**Exercise:**
Below, find each line holding "cleat" and state how many there are, using the number alone.

**Records for the exercise:**
──────

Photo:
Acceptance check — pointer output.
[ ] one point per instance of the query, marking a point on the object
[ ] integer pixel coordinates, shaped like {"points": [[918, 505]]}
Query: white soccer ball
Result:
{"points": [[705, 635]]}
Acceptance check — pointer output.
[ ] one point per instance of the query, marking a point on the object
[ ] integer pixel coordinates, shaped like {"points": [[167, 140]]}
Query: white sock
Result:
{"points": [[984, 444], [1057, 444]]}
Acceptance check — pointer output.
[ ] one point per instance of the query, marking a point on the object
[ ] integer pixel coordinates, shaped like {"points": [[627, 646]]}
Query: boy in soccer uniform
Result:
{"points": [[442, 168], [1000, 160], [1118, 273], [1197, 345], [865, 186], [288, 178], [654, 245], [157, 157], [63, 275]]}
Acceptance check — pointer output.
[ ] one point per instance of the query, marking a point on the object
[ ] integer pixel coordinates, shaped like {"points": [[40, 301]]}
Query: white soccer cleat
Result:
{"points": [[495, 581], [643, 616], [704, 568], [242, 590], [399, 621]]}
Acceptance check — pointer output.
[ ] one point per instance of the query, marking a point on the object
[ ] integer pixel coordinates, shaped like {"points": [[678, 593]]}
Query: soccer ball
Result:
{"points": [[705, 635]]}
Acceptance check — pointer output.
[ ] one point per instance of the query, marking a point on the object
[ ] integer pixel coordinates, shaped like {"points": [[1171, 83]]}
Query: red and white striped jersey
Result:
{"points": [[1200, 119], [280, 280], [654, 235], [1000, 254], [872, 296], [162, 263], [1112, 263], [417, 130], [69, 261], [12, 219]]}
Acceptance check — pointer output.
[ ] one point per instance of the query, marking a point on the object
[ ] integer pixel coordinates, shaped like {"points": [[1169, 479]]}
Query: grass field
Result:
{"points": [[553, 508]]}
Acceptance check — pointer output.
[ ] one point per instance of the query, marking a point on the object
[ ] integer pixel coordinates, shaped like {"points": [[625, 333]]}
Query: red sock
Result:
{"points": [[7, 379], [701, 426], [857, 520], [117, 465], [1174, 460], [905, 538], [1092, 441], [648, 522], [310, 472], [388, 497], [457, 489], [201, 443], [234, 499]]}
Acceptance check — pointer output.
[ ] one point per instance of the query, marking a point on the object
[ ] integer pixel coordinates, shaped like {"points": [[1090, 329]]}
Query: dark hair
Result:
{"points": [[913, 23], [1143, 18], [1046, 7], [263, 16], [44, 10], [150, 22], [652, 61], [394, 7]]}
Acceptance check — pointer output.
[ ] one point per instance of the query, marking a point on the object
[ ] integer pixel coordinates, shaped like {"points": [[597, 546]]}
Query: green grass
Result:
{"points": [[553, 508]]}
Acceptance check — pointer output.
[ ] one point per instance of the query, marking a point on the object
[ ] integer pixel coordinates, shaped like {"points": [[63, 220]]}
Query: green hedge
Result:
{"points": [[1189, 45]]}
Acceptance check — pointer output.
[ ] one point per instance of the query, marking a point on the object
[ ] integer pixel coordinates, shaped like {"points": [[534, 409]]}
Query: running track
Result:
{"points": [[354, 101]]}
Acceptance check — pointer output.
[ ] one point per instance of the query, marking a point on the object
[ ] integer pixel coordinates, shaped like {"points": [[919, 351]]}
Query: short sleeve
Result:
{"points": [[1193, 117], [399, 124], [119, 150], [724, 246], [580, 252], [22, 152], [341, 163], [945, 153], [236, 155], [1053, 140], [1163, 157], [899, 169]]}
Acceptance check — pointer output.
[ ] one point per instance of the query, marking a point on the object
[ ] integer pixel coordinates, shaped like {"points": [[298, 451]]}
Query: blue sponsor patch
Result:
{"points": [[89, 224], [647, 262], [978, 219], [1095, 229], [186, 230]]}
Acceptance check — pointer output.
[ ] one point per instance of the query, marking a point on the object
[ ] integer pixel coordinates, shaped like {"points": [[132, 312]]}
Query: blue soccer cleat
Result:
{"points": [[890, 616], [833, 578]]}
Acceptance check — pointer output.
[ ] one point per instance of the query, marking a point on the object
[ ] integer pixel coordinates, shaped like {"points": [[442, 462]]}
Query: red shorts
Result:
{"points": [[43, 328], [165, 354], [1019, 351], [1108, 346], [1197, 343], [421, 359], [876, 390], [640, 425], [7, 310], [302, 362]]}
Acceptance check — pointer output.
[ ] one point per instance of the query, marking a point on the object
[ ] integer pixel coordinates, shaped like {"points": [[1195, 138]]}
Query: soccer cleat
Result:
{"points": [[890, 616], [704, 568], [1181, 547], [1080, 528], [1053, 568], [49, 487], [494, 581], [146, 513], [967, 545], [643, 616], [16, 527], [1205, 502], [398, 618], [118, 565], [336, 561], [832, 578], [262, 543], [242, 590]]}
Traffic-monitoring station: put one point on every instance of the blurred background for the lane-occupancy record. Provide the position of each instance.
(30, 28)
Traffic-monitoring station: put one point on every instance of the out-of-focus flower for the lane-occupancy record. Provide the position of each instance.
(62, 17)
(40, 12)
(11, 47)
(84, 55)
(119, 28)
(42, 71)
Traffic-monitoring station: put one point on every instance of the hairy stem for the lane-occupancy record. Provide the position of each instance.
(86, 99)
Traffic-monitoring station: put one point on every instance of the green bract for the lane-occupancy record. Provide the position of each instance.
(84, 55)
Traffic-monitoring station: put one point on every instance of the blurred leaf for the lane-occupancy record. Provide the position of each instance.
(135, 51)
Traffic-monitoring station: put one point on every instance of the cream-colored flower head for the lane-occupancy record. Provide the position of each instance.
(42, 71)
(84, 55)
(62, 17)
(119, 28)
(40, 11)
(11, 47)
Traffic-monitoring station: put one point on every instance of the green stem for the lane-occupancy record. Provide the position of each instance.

──────

**Task solution:**
3